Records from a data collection
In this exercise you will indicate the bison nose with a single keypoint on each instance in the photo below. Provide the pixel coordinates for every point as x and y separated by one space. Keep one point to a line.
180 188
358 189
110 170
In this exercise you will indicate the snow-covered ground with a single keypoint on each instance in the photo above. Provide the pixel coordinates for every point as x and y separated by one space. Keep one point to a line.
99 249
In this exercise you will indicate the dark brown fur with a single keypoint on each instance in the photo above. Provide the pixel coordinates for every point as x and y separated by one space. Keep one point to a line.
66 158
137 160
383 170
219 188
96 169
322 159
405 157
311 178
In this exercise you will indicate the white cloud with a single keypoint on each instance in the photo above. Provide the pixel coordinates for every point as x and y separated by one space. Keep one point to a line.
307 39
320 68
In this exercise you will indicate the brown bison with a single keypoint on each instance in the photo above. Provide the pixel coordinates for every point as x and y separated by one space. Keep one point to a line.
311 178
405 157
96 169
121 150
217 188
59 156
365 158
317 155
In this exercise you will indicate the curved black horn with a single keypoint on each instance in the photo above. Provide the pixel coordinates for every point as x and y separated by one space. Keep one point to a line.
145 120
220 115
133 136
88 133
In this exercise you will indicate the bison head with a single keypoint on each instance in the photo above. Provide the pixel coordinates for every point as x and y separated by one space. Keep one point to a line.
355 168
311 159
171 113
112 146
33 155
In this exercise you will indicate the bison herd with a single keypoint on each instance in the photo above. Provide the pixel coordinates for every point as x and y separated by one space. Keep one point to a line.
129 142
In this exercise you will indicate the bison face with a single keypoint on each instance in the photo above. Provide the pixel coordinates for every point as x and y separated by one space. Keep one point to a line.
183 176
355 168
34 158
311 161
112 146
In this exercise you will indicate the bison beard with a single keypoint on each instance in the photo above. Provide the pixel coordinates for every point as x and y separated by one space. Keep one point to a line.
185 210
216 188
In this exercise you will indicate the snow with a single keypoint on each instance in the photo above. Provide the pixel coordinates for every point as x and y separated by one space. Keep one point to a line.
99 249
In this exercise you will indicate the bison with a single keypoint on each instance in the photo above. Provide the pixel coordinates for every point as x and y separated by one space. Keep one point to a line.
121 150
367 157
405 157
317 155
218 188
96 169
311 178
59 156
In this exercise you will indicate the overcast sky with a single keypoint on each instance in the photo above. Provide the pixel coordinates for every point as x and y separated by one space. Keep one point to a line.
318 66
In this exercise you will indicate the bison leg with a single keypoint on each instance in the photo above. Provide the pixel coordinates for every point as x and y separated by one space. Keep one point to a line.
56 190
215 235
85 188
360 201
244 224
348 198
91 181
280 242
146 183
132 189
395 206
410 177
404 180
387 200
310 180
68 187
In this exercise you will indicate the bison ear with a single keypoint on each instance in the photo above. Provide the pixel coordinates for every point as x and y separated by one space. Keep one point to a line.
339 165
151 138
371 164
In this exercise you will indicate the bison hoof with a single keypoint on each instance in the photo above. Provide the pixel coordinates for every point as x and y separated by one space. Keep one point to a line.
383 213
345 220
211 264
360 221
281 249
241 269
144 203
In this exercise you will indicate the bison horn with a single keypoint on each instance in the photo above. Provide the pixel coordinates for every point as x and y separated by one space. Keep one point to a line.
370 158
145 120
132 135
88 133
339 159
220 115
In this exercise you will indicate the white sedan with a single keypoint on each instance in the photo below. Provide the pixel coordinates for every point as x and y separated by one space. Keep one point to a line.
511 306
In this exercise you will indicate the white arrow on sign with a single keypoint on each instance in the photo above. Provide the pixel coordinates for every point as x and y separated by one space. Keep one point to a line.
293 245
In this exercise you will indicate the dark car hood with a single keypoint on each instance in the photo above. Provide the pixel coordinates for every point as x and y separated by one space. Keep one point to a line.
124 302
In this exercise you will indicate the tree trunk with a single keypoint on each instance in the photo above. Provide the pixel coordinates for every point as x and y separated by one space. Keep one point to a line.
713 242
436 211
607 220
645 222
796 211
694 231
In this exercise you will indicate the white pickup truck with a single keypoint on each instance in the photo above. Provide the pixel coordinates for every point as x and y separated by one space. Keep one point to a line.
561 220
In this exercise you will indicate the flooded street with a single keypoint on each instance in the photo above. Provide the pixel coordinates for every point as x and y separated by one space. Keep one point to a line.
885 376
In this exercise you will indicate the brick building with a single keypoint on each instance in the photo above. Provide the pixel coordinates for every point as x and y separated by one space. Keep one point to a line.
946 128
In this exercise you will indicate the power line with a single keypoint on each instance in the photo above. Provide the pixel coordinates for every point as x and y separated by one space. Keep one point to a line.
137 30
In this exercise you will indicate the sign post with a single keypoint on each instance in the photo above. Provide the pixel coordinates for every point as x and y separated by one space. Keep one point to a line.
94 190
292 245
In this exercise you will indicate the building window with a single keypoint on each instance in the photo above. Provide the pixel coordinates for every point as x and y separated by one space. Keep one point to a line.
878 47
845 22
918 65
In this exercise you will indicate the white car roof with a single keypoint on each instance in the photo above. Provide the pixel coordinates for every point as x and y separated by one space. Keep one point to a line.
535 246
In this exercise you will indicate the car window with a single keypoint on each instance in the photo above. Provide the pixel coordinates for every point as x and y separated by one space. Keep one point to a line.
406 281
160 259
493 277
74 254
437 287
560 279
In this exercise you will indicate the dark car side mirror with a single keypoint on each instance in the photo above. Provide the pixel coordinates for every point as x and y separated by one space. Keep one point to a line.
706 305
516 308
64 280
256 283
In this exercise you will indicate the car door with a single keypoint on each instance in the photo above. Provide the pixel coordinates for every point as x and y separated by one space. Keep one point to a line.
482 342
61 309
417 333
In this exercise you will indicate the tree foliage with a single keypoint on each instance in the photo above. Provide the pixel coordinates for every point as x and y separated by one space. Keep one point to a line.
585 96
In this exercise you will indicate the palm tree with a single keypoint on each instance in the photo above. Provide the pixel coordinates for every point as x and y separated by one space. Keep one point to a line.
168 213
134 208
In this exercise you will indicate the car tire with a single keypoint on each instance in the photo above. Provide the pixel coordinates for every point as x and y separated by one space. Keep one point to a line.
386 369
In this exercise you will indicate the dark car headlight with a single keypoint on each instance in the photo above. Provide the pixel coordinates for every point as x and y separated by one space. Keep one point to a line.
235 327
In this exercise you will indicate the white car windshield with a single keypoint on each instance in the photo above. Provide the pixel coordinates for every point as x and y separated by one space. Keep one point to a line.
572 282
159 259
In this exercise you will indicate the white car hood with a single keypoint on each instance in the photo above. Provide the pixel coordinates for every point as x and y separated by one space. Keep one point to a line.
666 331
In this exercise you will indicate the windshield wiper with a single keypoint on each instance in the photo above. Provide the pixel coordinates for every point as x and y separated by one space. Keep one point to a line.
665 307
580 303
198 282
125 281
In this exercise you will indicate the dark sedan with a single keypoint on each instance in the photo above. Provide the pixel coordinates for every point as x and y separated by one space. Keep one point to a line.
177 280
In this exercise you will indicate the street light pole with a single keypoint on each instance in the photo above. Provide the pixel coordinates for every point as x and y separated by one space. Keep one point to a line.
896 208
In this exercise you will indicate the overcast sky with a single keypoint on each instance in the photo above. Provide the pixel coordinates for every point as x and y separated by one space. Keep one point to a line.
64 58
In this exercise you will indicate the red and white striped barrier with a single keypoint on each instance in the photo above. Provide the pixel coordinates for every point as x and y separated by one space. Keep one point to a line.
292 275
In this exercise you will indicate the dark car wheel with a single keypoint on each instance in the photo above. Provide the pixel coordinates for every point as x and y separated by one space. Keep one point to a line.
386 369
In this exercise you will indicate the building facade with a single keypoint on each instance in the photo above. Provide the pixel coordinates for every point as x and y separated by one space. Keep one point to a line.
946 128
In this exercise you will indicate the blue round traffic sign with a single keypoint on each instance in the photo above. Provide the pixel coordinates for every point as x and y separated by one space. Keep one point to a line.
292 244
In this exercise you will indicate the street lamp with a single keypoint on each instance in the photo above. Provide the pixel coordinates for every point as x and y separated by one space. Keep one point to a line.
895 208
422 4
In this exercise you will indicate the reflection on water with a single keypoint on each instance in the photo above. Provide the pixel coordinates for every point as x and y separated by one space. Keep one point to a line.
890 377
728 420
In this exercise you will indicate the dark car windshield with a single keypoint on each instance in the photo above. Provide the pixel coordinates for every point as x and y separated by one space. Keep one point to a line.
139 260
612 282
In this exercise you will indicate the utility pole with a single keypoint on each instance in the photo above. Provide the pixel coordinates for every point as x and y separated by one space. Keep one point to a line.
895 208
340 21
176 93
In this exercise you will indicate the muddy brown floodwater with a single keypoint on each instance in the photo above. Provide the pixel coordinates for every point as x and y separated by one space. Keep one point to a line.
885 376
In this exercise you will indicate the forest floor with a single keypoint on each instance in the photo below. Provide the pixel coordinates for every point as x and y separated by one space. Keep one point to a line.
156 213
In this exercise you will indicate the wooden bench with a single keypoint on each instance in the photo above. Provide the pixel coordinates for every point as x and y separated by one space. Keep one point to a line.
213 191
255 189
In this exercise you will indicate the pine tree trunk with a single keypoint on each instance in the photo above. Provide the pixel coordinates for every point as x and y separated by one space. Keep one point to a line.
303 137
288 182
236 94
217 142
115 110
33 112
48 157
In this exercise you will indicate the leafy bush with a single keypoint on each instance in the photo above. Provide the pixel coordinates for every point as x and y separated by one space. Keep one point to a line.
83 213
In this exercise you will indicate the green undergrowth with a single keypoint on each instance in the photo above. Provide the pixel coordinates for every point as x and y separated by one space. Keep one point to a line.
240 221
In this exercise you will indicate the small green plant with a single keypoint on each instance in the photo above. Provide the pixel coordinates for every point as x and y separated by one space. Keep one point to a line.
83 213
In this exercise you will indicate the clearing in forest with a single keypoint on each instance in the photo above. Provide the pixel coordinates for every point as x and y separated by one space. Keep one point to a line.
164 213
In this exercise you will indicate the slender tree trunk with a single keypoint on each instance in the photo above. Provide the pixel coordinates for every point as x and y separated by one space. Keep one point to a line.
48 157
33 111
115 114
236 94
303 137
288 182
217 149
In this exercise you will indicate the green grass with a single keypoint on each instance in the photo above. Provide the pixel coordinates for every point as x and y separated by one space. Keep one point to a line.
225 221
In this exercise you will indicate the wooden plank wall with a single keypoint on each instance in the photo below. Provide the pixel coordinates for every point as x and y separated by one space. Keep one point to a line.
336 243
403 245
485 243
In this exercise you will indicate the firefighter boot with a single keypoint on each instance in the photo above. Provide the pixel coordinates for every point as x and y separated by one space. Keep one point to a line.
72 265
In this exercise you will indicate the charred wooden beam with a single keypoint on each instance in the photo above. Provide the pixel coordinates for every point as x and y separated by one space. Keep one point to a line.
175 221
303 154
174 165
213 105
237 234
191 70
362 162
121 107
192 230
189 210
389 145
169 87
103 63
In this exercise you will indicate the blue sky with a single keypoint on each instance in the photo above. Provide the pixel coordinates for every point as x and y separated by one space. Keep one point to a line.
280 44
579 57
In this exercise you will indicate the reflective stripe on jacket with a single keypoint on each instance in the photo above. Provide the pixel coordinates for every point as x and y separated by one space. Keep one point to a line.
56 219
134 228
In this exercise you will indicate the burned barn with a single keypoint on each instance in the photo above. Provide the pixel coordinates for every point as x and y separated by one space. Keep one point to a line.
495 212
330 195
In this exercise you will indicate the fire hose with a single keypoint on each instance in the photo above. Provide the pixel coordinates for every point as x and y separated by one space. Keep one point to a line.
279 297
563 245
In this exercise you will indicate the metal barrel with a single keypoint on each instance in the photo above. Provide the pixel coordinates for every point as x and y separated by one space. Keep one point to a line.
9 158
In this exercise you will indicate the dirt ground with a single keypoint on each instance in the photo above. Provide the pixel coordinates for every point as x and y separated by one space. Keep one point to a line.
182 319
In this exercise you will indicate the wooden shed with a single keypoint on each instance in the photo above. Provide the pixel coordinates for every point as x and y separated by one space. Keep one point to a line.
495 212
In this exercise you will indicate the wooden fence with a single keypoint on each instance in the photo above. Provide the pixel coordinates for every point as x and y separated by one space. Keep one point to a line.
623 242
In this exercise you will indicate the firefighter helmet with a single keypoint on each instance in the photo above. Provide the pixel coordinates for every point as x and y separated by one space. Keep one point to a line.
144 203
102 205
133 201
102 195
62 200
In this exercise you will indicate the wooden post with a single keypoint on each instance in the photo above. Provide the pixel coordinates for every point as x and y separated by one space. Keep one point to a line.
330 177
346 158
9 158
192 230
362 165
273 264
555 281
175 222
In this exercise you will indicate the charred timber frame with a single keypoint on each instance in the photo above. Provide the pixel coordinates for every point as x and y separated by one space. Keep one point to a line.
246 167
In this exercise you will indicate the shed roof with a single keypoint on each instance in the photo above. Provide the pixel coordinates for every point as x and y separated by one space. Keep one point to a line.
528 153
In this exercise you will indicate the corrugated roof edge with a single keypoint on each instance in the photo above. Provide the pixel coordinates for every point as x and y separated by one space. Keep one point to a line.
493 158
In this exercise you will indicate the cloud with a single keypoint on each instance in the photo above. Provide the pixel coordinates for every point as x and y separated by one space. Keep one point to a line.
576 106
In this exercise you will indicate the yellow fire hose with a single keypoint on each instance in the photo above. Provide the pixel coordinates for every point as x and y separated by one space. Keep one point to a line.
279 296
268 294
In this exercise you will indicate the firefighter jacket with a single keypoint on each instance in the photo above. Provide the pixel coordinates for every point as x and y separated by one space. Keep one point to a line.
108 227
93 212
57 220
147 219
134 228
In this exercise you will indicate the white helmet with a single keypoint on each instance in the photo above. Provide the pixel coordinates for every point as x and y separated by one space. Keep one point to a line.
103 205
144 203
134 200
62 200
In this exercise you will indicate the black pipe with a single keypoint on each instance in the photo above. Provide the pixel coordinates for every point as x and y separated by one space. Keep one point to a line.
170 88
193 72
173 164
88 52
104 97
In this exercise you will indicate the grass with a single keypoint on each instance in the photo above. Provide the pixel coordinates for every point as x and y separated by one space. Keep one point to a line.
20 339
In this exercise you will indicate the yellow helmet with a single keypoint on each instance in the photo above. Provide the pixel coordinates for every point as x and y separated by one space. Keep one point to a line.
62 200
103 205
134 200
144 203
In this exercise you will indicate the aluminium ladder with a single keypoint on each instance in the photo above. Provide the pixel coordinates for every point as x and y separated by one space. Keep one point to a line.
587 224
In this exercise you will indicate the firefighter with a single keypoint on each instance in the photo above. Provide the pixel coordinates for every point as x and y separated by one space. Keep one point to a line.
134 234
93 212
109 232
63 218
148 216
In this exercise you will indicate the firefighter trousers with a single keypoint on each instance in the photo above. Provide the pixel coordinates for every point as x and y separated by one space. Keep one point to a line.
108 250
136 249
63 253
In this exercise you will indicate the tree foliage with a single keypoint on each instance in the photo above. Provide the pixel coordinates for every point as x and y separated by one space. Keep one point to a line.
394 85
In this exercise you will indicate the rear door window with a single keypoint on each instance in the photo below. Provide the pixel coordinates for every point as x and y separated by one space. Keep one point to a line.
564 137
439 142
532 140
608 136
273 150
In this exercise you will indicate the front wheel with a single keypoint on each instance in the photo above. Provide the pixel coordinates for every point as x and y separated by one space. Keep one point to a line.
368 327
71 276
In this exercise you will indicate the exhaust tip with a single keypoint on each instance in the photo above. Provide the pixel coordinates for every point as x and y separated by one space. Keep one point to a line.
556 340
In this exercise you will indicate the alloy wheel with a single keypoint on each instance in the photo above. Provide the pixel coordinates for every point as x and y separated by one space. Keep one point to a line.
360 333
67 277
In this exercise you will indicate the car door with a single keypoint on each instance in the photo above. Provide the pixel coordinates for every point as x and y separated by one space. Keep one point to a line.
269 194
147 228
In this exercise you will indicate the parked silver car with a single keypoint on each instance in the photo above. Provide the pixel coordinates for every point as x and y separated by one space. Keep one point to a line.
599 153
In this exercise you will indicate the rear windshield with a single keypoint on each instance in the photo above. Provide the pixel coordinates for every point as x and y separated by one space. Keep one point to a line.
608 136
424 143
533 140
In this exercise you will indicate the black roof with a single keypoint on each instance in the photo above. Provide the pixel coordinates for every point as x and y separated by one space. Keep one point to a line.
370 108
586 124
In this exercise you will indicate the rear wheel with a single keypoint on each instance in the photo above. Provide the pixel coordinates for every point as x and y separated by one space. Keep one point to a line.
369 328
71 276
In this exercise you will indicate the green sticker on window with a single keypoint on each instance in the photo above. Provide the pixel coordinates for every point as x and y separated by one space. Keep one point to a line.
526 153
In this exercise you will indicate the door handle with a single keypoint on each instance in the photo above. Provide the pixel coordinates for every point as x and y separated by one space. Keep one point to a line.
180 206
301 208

**Set task:** Rewrite the rows from the line containing "In this exercise you will indicate the door" through the end of the rows, inclusive, with "handle" changed to "latch". Leave everything else as it is.

**Exercise solution:**
In this exercise you will indicate the door latch with a single keypoint on each instance in the photo above. Provide the pixel coordinates for every point as x and y separated by one space. Keep one point to a line.
180 206
301 208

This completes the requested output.